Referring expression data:
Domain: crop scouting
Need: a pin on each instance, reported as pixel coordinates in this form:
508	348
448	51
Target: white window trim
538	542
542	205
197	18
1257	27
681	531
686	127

◆ Your assignment: Repeat the data in full. Nothing may be dropped or altered.

◆ Result:
Domain: crop scouting
Need: a pin on each instance, reported as pixel coordinates in this form:
508	348
448	51
Target: white window trim
538	542
542	205
197	18
1257	27
681	531
686	127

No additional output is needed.